(Items in a dataset)

+---+

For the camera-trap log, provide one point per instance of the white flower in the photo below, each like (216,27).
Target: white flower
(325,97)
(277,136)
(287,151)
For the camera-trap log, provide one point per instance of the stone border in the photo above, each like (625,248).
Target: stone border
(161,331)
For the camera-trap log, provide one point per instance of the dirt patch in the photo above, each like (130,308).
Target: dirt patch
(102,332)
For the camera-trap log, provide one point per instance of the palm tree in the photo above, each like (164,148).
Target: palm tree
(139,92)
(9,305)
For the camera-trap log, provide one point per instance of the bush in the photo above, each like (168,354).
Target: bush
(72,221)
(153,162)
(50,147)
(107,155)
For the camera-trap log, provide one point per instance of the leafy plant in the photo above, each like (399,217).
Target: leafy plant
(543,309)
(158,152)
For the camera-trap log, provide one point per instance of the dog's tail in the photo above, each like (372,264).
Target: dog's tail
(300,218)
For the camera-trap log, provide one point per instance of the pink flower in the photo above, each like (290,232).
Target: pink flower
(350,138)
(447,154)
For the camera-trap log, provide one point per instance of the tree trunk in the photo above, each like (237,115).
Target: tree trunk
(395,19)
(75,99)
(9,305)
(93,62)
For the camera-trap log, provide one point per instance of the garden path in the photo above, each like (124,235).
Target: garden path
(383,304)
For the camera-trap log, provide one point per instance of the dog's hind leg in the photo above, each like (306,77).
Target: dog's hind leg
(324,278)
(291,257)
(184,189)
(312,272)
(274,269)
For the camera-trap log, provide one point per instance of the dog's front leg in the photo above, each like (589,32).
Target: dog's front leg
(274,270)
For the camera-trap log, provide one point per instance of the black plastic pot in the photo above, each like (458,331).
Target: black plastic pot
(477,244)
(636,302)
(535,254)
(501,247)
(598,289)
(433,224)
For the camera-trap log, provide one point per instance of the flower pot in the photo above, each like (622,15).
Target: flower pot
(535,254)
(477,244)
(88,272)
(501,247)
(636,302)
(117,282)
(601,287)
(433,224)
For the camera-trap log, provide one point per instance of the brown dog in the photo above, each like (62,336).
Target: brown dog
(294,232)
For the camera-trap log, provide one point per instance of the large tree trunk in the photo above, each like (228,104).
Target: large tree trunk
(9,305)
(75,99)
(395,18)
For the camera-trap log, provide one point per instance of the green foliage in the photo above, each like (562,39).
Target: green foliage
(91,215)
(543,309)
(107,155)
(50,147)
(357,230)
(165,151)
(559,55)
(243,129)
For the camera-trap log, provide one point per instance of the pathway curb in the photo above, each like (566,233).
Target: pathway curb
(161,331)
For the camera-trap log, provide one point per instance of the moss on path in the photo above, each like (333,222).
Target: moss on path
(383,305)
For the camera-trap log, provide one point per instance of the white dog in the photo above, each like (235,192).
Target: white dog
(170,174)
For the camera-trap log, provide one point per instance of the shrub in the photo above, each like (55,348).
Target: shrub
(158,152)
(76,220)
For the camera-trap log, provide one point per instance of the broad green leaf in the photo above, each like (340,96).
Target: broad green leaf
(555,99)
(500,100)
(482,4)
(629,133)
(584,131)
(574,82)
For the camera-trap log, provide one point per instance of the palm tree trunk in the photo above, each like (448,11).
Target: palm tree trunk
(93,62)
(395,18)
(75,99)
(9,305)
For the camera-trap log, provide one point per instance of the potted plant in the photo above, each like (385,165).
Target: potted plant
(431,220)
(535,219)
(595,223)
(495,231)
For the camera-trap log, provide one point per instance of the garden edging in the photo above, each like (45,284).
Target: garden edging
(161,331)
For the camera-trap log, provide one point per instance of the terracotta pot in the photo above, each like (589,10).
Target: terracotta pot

+---+

The exercise -
Copy out, word for word, the lines of the items from the line containing "each like (589,10)." through the end of the items.

Full answer -
For the camera-trap log, provide one point per instance of the terracotta pot in the photo above, each like (589,10).
Target: terracotta pot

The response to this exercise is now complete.